- _TO DO_
a: List every organization or publication that the article on caffeine's effects on the body cites as a source of information.
b: Copy the article on caffeine's effects on the body from "However, caffeine doesn’t" to "out as quickly.", switching "adrenaline" to "epinephrine".

- _SELECTED PASSAGE_
↓↓↓

According to Villanova University, 90 percent of Americans have some caffeine every day. While most of us are aware of the stimulative effect the world’s most widely used drug has on our brain, its effects on other parts of our body are not as widely known. Here’s a short list of some of the most common effects caffeine consumption can have on our health.
No, it’s not just you who has to run to the bathroom before you’ve even finished your first cup of coffee. Caffeine has both a diuretic and laxative effect that will keep you in and out of the toilet for the better half of the morning.
As a diuretic, caffeine causes the consumer to expel more water than was in the original beverage. As most things in life, caffeine’s diuretic effect is largely dependent on how much you intake. For example, if you only have 3mg of caffeine, there’s absolutely no diuretic effect, and you would pee as you normally would. Drinking larger amounts such as the 95-200mgs in an average cup of coffee? Then you better start looking for a toilet fast.
ASAP Science explained that your pituitary gland controls the release of the anti-diuretic hormone (ADH). In normal circumstances, ADH travels to the kidneys where they stimulate the retention of water to keep our body at a happy medium of hydration. Caffeine inhibits the release of ADH, which results in less water being reabsorbed into your body and more being converted into urine. Caffeine belongs to a group of chemicals called xanthine, and these are able to block the body’s reabsorption of sodium. When this occurs, rather than returning to the blood stream, the sodium stays in the fluid where it becomes urine.
Just as caffeine increases our urge to urinate, it also makes us poop. Believe it or not, scientists aren’t really sure why. One theory is that the drug affects the tissue that lines our stomach and small intestines, while others think that caffeine promotes the release of hormones that control the colon’s activities.
However, caffeine doesn’t just stop at making us poop; it also changes the texture of our bowel movements, making them looser, because, as we previously learned, caffeine prevents the body from reabsorbing water. This can result in a mean case of diarrhea if you’re not careful with your caffeine intake!
Caffeine And Athletes
The American College of Sports Medicine found that caffeine is able to enhance endurance performance by increasing the release of adrenaline into the blood. This release in turn stimulates the release of free fatty acids from the fat tissue and/or skeletal muscle. This creates extra fat early in the exercise, which spares extra energy to be used later in the exercise. The effect is that the athlete doesn’t tire out as quickly.
The ACSM concluded that ingestion of 3-9mg of caffeine per kilogram of an athlete prolonged endurance by approximately five minutes. Caffeine was believed to be so advantageous to athletes that until 2004 Olympians could be thrown out of a competition for having too much of it in their urine, Mens Health reported.
Caffeine may not be best for all athletes, however. It has been found to impair the consumers’ reflexes and decrease their reaction time. A study gave subjects caffeine before their patellar ligament reflex (also known as that tap on your knee that causes your leg to jerk up), and results showed that only 6mg of caffeine per kilogram of weight was able to "significantly lengthen reflex time."

↑↑↑

- _INPUT DATA_
↓↓↓

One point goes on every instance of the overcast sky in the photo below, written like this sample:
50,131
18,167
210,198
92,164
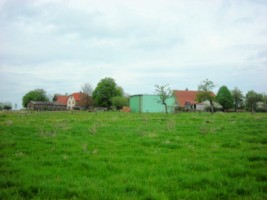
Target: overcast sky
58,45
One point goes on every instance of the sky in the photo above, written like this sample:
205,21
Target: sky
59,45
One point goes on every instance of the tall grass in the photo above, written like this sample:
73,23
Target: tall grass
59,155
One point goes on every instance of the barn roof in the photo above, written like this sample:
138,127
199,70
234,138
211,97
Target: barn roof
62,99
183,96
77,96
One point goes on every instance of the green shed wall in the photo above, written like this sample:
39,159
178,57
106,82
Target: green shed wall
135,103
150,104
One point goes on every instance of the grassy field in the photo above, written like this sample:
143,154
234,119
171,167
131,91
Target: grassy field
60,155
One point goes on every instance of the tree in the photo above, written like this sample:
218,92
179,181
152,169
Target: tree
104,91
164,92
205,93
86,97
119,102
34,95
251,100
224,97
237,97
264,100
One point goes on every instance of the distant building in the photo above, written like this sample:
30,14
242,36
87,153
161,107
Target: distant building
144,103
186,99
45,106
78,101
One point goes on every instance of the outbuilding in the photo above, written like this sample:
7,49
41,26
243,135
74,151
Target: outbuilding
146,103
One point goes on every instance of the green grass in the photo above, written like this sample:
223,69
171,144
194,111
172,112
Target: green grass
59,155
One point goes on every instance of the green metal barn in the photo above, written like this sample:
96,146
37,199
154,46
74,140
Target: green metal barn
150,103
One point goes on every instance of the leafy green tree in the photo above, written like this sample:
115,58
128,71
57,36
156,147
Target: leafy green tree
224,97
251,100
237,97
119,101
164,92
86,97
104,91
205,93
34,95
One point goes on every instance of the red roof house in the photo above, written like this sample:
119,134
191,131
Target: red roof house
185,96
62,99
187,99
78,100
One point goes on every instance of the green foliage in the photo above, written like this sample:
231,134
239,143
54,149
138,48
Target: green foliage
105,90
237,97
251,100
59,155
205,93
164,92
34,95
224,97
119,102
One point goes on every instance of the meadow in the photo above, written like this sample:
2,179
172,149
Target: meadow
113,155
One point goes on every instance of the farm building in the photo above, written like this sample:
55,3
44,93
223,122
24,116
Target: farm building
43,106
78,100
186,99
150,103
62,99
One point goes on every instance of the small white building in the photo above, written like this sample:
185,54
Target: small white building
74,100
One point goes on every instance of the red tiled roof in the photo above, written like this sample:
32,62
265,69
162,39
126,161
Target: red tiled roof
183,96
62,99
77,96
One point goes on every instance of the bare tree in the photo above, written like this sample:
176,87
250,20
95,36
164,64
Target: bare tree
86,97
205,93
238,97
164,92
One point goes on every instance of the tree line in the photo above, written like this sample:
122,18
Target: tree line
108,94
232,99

↑↑↑
↓↓↓

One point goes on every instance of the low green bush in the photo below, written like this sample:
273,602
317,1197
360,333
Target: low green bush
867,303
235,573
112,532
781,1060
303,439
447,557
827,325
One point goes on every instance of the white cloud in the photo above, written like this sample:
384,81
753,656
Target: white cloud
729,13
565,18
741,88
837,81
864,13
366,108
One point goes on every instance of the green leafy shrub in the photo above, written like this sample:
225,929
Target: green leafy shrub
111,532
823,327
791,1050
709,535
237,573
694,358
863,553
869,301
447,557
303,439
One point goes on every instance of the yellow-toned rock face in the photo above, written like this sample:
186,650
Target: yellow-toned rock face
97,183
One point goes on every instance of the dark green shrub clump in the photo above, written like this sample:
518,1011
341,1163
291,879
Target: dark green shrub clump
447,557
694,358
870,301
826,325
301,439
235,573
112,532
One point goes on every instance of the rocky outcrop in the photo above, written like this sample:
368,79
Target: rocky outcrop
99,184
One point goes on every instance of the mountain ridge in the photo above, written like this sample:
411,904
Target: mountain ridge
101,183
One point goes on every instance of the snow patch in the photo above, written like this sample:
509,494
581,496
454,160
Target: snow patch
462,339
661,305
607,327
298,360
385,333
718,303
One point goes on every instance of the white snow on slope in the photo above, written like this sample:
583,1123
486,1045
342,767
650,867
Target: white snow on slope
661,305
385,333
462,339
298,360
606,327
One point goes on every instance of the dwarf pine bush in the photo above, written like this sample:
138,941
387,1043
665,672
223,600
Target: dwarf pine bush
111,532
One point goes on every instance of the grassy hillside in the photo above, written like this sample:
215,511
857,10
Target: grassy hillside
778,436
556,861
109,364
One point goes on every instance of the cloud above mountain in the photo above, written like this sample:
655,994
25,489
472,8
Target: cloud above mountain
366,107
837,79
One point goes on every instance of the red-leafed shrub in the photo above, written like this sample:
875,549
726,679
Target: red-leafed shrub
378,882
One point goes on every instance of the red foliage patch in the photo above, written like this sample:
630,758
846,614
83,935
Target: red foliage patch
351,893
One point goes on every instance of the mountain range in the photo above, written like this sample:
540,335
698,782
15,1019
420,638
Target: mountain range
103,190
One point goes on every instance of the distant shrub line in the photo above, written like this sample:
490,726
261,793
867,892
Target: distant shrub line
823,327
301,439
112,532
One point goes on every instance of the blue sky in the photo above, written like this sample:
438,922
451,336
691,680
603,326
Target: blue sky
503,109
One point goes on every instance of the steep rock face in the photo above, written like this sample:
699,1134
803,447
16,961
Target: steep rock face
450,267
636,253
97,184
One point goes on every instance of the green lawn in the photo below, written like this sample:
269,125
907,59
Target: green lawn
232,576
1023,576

↑↑↑
↓↓↓

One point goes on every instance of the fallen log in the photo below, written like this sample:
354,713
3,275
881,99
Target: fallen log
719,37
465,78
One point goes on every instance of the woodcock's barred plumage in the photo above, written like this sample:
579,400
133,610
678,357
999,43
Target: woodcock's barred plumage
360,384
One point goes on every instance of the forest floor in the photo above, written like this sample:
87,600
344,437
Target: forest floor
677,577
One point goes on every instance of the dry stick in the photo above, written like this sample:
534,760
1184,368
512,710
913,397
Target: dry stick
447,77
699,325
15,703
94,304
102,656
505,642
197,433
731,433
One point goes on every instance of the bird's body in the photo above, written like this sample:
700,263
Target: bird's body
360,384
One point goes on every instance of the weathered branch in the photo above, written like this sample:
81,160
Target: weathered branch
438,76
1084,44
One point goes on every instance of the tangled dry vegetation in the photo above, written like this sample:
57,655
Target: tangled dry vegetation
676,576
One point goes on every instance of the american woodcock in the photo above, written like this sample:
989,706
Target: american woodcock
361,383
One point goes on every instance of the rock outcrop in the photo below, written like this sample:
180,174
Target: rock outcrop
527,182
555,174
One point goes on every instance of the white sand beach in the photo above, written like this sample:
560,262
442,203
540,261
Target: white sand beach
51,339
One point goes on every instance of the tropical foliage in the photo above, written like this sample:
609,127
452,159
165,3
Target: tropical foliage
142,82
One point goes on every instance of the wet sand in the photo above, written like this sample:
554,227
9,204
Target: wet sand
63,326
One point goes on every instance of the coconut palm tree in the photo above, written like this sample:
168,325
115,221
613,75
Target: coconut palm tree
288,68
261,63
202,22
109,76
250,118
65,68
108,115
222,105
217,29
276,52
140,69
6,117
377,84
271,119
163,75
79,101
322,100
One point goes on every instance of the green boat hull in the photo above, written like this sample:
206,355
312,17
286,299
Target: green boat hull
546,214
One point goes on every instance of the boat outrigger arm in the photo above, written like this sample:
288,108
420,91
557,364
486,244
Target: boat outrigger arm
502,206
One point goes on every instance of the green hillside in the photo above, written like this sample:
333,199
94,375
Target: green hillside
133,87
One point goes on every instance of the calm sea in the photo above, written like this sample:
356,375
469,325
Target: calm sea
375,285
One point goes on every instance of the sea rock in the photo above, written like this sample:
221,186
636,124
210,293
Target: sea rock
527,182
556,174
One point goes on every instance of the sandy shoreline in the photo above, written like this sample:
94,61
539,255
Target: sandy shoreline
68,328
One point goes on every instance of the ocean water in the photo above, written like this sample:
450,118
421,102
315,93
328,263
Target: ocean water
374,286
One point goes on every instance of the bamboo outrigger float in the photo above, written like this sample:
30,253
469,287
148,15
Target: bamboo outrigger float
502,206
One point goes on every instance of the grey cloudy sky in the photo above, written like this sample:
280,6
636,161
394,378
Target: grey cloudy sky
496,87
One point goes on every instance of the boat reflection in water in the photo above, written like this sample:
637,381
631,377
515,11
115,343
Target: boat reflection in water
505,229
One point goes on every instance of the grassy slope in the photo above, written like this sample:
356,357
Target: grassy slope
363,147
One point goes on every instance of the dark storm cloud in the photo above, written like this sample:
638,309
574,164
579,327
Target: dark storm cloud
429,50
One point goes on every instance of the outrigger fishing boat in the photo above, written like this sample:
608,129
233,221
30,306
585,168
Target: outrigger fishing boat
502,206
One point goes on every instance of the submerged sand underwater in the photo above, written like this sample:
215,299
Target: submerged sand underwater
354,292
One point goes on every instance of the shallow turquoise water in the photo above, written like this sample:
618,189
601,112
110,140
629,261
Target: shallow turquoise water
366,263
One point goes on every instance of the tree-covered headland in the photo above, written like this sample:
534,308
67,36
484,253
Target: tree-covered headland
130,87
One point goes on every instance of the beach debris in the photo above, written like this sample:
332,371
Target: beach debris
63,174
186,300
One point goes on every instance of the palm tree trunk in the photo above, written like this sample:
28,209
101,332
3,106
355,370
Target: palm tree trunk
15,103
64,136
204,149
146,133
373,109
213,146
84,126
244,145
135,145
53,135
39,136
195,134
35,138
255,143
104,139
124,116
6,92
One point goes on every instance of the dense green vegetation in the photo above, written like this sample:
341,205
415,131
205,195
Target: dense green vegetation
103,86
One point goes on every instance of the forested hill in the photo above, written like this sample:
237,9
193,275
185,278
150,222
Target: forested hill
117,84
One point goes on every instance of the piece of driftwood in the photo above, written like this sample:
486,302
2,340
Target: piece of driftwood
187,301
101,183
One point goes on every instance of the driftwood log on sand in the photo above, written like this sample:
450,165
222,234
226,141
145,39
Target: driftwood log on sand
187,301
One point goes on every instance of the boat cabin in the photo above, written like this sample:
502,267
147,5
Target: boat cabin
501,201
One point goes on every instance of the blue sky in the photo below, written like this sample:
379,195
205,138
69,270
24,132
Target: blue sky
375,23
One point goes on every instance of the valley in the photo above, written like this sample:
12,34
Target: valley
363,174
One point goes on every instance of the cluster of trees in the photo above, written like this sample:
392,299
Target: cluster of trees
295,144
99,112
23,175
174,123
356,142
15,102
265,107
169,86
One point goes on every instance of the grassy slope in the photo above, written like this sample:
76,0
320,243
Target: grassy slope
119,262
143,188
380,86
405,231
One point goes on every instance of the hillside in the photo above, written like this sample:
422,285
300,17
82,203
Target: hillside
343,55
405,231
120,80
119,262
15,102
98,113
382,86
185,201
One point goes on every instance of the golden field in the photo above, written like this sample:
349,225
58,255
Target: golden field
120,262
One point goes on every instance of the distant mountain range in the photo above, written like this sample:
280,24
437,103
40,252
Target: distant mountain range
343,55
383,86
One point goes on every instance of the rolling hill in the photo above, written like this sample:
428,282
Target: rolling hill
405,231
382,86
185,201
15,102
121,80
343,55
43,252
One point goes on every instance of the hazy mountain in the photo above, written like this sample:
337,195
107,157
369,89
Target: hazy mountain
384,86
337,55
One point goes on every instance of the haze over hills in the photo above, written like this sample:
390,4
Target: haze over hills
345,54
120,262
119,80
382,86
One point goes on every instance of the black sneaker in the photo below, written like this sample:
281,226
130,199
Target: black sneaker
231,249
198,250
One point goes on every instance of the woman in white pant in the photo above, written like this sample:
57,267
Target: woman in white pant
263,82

↑↑↑

- _SOLUTIONS TO EACH TASK_
a:
Villanova University
ASAP Science
The American College of Sports Medicine (ACSM)
Mens Health

b:
However, caffeine doesn’t just stop at making us poop; it also changes the texture of our bowel movements, making them looser, because, as we previously learned, caffeine prevents the body from reabsorbing water. This can result in a mean case of diarrhea if you’re not careful with your caffeine intake!
Caffeine And Athletes
The American College of Sports Medicine found that caffeine is able to enhance endurance performance by increasing the release of epinephrine into the blood. This release in turn stimulates the release of free fatty acids from the fat tissue and/or skeletal muscle. This creates extra fat early in the exercise, which spares extra energy to be used later in the exercise. The effect is that the athlete doesn’t tire out as quickly.